Your instructions – Extend the news report on Rhode Island's $805,000 federal fine over its UHIP contract, picking up after its final sentence.
--- Passage Enclosed Below ---
- Associated Press - Friday, April 28, 2017

PROVIDENCE, R.I. (AP) - Members of a Rhode Island legislative committee said they were outraged after discovering the state was fined $805,000 months ago for changing a contract it had with the company overseeing its troubled new benefits system.

The U.S. Food and Nutrition Service issued the fine after the state neglected to submit a change in its contract with Deloitte Consulting for the $364 million Unified Health Infrastructure Project, known as UHIP. WPRI-TV reported that all contract amendments must be submitted to the Food and Nutrition Service for approval, and this change was not.

The House Oversight Committee on Thursday asked acting Department of Human Services Director Eric Beane during a scheduled hearing on the UHIP project why the fine wasn’t disclosed. Auditor General Dennis Hoyle brought the fine to light when he forwarded to the committee a Jan. 5 bill sent to the state by the Food and Nutrition Service, The Providence Journal reported.

Beane said his agency recently disclosed the fine to the House fiscal staff, rather than the Oversight Committee.

“There’s certainly no intent on withholding the information,” he said.
--- End of Enclosed Passage ---
--- Excerpted data Enclosed Below ---
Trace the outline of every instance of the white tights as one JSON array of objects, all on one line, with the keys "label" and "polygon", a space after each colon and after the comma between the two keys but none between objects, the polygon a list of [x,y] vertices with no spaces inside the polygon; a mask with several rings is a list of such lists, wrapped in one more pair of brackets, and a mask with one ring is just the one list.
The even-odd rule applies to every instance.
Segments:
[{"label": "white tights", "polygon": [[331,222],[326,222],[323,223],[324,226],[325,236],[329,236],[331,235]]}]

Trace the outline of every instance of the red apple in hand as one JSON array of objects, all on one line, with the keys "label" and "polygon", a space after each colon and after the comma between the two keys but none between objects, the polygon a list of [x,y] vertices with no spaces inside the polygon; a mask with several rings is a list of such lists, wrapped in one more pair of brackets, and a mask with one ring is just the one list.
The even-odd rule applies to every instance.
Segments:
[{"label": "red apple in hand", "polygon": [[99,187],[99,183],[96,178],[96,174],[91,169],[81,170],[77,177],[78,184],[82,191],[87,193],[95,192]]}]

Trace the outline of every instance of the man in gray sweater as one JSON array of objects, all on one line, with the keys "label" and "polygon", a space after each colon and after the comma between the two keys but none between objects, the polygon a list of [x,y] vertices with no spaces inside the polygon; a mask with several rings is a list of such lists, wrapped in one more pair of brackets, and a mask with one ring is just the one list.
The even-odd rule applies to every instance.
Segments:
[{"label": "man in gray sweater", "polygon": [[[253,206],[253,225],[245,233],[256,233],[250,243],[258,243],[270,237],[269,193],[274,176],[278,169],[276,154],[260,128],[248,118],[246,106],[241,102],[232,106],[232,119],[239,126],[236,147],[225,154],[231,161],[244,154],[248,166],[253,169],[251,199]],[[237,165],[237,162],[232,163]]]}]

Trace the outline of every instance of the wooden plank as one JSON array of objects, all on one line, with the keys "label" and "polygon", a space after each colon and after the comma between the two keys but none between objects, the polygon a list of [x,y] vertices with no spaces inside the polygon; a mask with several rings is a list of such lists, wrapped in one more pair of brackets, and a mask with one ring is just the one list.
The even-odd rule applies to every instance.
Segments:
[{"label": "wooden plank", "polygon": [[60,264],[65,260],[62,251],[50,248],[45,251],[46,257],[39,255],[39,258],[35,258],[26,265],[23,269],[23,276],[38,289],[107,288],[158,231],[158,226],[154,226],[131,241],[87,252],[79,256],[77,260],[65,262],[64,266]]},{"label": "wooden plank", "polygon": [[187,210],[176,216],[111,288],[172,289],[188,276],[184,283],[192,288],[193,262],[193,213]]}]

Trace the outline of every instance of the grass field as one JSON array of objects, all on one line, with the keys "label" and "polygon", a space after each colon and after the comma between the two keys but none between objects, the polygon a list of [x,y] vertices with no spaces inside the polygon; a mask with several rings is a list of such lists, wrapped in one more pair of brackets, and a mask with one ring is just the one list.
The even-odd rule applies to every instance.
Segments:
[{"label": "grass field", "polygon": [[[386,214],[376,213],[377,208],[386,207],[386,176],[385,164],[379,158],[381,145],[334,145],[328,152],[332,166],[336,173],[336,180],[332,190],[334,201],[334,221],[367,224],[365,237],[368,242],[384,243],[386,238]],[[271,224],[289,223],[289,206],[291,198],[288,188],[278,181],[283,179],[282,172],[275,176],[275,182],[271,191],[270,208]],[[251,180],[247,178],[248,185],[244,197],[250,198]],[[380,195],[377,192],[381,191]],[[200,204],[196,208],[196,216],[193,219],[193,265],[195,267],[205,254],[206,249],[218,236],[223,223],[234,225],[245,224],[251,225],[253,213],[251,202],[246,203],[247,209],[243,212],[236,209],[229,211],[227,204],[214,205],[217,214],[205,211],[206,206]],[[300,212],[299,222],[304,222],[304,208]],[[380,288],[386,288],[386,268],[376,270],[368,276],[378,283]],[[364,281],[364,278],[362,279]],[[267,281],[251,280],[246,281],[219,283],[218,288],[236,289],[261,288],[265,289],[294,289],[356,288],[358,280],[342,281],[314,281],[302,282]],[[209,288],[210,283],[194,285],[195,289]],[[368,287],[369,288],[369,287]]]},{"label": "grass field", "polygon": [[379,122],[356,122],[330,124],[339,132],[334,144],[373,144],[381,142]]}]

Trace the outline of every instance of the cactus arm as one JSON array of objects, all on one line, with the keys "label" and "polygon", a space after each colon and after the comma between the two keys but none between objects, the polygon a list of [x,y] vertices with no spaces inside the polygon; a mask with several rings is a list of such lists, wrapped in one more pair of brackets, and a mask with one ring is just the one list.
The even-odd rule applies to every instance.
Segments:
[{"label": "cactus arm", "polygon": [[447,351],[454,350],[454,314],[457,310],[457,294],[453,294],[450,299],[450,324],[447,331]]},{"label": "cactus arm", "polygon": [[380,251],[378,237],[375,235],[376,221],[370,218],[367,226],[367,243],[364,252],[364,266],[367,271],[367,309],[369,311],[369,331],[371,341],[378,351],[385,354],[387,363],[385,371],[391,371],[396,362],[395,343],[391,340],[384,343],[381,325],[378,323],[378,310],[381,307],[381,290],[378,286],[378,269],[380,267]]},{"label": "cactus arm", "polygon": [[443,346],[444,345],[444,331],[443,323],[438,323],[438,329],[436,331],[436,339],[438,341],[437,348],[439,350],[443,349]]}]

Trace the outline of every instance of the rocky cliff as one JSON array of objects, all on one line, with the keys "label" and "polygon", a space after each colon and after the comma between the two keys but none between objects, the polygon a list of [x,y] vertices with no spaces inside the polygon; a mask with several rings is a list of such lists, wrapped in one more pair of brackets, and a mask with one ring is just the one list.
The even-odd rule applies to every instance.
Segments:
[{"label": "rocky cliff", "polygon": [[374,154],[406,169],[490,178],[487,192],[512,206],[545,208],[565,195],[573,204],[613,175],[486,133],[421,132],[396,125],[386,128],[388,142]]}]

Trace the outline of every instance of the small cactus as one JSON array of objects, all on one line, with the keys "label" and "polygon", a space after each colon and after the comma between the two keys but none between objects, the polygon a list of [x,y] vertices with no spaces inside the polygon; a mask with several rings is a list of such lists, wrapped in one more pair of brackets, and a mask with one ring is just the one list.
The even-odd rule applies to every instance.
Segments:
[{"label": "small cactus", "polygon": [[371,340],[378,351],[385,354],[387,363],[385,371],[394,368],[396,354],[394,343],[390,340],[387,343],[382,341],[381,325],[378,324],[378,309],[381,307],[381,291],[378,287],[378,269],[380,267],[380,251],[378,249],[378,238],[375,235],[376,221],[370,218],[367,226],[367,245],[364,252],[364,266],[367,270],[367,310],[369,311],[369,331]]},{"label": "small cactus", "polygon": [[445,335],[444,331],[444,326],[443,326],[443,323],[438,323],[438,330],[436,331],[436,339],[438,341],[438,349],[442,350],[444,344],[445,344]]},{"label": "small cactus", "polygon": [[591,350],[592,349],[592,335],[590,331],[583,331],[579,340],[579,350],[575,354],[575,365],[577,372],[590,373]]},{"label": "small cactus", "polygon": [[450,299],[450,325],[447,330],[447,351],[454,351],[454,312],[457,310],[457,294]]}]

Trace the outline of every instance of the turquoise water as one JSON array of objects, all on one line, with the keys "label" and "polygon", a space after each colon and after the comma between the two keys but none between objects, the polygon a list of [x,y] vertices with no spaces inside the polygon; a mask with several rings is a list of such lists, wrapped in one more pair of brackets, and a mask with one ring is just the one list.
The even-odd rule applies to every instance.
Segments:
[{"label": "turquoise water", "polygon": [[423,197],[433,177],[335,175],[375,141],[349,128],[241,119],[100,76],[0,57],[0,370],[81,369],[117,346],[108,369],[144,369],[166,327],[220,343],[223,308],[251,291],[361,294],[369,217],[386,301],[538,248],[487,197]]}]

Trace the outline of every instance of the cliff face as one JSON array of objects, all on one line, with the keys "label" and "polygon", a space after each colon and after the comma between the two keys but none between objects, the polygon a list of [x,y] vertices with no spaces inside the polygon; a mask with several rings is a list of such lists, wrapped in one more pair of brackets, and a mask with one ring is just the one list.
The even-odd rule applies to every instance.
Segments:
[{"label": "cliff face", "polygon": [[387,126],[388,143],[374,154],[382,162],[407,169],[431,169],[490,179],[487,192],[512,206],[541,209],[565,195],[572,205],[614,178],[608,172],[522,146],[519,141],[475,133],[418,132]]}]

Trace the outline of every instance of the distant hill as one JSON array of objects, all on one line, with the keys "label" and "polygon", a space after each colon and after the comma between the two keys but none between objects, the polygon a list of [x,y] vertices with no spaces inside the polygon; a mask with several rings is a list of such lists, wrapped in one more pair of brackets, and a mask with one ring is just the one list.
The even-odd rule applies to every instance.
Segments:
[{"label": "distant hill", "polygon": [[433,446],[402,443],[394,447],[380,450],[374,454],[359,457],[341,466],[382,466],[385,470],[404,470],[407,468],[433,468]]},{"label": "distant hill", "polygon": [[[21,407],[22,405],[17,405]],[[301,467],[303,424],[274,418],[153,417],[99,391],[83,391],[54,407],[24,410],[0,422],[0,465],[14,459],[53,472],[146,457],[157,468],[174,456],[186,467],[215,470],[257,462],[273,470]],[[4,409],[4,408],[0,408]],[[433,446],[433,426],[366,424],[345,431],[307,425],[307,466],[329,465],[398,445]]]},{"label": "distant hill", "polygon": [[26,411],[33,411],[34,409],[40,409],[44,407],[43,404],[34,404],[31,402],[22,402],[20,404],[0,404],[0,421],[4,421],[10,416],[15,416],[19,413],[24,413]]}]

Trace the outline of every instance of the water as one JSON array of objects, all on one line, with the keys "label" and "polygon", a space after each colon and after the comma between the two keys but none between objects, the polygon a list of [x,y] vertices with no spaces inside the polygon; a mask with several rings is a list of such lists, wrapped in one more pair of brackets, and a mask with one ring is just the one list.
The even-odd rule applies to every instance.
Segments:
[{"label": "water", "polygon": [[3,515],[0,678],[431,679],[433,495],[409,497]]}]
--- End of Enclosed Excerpted data ---
Exercise output –
He said Democratic Gov. Gina Raimondo’s administration is appealing the fine.

Deloitte recently announced it will provide the state with a $27 million credit to cover costs of the faulty rollout of the new system, which handles applications for food stamps, Medicaid benefits and other services.

The system launched in September and has since been plagued with technical problems that resulted in thousands of delays in benefits to residents. Among the fallout was the resignation of some state officials, an apology by the governor and a class-action lawsuit by the state chapter of the American Civil Liberties Union.

The lawsuit was settled in February with the state agreeing to provide food stamps within 30 days after an eligible person applies for them and within a week for destitute families.